• _Exercise instructions_
Nothing but the lines from the top of the records through the line with "# shape of each answer: point(1046, 789)" should be returned, exactly, and without pictures.

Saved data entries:
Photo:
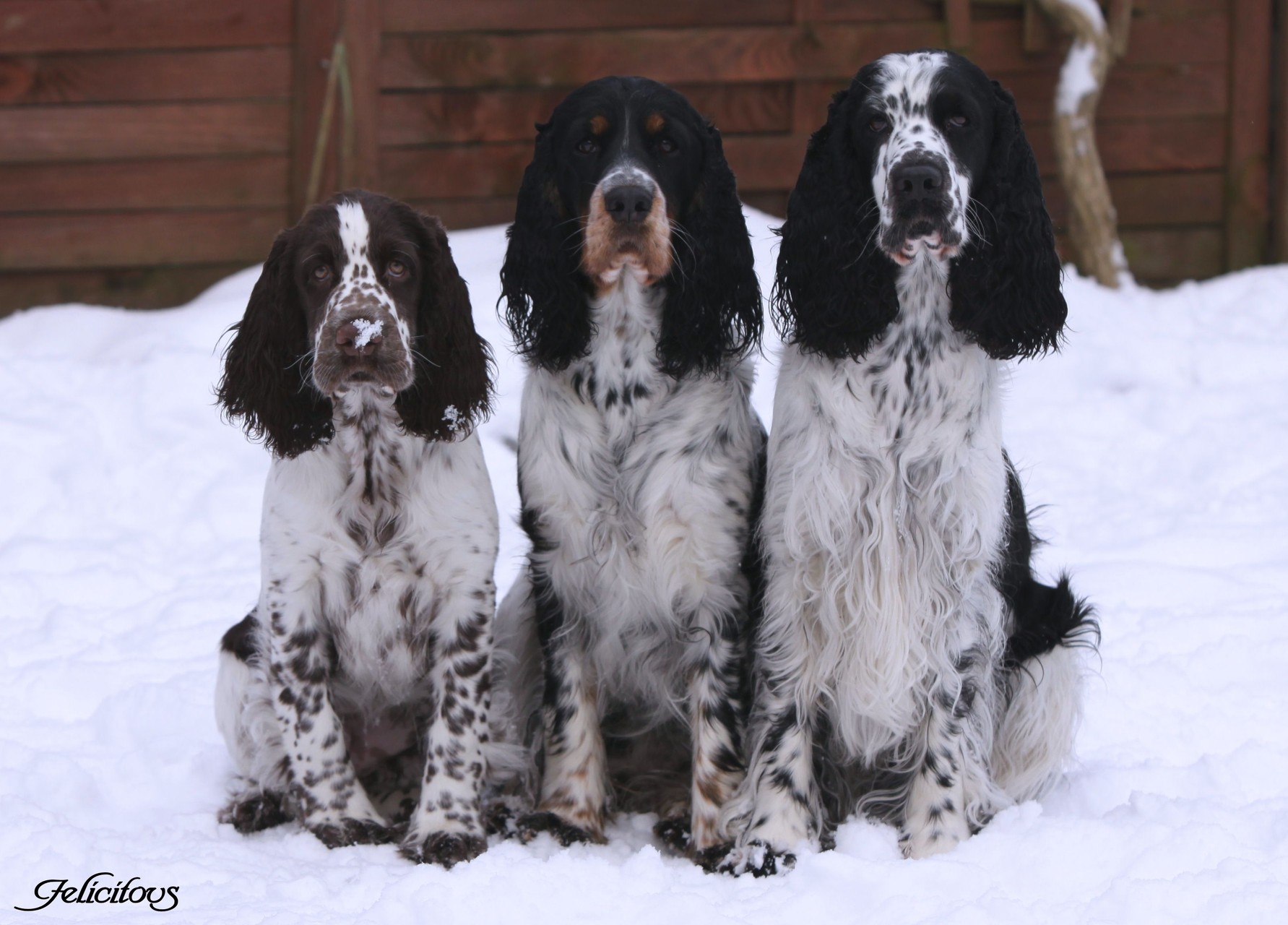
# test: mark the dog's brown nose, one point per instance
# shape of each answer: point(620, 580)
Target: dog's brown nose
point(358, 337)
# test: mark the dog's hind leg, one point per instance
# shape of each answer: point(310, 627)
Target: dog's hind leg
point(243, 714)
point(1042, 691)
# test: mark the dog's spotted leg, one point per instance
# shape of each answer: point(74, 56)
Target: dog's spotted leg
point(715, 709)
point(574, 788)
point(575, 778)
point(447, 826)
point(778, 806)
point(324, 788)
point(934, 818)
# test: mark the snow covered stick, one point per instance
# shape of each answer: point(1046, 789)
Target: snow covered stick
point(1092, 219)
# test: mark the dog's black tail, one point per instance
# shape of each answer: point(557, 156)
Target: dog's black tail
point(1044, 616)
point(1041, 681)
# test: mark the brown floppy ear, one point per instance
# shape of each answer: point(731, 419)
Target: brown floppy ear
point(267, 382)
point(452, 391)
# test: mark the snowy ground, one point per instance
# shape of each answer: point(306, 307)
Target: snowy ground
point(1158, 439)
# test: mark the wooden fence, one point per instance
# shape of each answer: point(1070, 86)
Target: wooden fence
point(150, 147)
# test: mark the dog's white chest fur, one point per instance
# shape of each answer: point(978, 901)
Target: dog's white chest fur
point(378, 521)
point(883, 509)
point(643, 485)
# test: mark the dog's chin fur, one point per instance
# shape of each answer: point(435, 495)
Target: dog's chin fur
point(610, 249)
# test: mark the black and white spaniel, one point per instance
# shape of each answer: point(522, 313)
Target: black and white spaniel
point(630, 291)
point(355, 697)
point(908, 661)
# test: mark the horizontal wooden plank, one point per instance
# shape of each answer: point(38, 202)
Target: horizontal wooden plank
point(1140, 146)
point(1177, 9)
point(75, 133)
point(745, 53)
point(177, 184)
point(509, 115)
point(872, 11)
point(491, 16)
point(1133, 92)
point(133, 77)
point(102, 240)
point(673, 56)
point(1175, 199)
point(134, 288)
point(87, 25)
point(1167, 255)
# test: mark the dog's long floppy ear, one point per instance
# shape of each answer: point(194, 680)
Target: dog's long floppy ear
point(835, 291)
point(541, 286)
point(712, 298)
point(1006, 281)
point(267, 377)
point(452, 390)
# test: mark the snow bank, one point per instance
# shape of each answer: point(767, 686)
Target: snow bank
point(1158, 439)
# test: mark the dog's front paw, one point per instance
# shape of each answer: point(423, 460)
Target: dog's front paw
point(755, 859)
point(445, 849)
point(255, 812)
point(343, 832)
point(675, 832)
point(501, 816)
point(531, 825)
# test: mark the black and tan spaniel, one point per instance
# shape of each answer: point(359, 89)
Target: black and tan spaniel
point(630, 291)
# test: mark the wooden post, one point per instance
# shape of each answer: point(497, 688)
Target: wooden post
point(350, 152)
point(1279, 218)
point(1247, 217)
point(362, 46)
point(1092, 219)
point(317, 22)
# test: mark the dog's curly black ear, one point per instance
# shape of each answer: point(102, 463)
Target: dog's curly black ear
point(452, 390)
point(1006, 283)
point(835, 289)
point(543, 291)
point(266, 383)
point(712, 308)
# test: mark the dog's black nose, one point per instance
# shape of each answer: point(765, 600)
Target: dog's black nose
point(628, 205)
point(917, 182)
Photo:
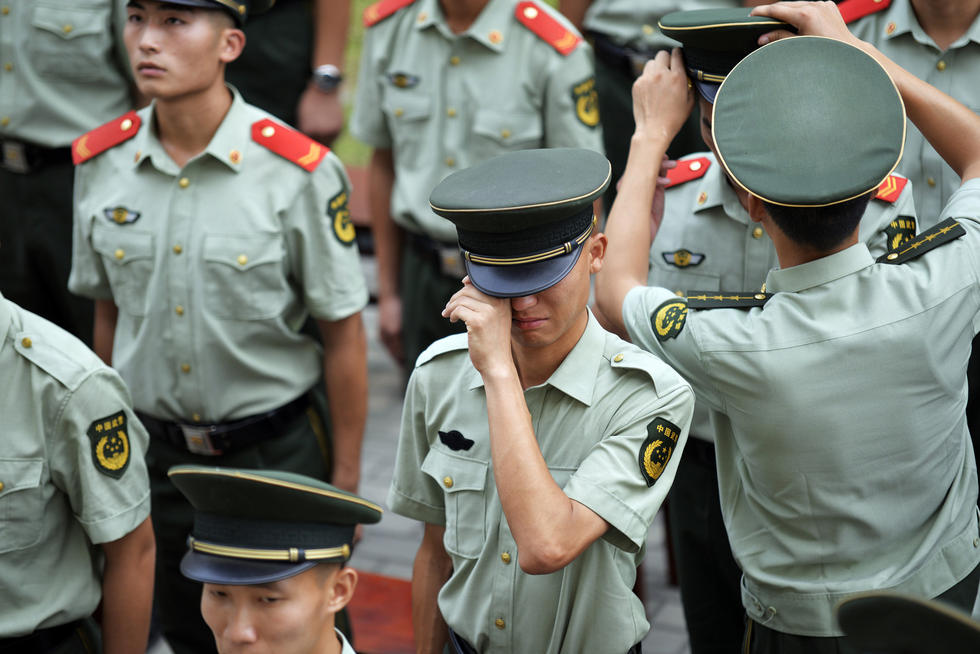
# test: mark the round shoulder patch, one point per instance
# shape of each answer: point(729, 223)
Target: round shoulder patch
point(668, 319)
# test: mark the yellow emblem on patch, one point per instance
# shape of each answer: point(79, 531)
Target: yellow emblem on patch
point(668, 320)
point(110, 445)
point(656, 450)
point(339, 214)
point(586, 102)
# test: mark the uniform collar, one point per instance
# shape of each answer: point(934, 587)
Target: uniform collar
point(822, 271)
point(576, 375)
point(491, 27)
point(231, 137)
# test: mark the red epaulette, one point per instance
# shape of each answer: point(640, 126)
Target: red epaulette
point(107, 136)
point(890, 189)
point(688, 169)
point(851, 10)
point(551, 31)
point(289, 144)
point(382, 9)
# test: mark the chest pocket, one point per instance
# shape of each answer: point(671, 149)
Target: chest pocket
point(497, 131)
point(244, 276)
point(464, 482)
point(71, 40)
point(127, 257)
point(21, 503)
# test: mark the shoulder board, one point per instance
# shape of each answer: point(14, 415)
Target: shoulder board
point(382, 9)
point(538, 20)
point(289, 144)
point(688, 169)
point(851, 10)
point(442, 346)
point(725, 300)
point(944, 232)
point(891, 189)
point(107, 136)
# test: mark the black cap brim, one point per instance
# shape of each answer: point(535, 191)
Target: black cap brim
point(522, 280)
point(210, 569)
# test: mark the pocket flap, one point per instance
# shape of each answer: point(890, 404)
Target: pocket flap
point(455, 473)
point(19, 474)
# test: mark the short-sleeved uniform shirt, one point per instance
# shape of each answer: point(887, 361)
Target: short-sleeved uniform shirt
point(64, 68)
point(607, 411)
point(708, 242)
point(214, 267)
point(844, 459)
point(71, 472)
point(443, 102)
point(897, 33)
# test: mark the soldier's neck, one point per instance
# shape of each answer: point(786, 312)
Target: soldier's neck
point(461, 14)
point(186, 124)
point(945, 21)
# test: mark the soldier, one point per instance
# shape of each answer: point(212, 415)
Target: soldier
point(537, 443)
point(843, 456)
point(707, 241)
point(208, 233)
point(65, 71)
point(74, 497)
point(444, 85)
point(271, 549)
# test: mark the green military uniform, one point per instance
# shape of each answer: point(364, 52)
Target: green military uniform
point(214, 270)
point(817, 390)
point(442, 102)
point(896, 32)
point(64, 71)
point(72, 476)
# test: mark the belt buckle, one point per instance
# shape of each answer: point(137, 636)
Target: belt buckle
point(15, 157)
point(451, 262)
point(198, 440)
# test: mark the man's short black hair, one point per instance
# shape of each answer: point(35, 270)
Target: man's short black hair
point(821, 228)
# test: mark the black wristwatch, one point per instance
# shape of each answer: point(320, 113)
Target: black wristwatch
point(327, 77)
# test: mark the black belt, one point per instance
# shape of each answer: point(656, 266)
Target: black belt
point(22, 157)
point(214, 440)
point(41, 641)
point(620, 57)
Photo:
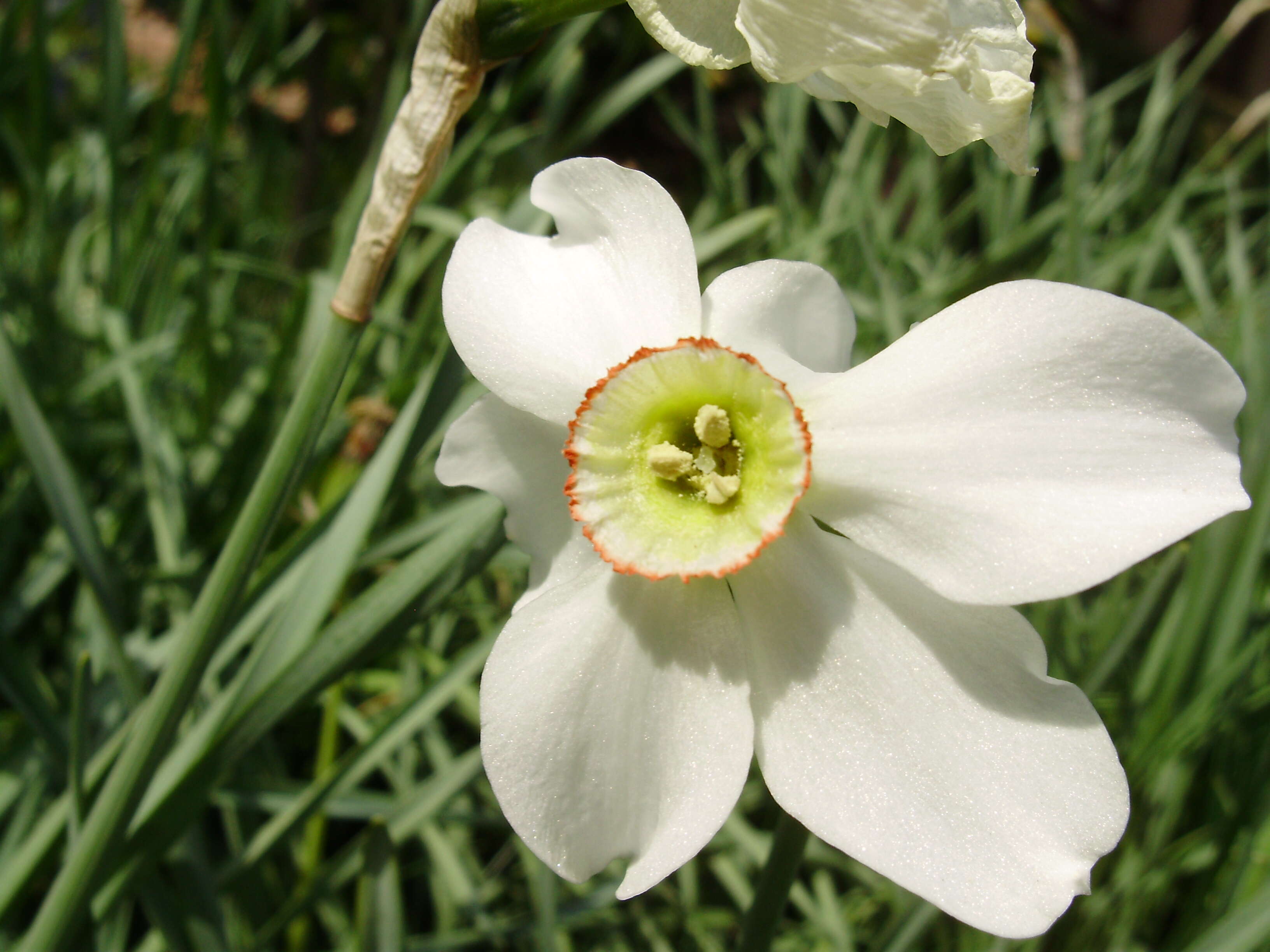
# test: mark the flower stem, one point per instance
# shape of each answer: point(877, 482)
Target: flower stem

• _Exercise answer_
Photo:
# test: mark the dog's brown nose, one point per instance
# shape of each answer: point(620, 580)
Target: dog's brown nose
point(358, 337)
# test: mark the dog's hind leg, one point per instance
# shape of each answer: point(310, 627)
Target: dog's hind leg
point(243, 714)
point(1042, 691)
# test: mark the dog's spotted leg, one point per instance
# shape of each answer: point(74, 56)
Target: dog's spotted leg
point(715, 709)
point(574, 788)
point(575, 778)
point(447, 826)
point(778, 806)
point(324, 788)
point(934, 818)
# test: mark the snow covered stick, one point per instance
# shape of each answer: point(1046, 789)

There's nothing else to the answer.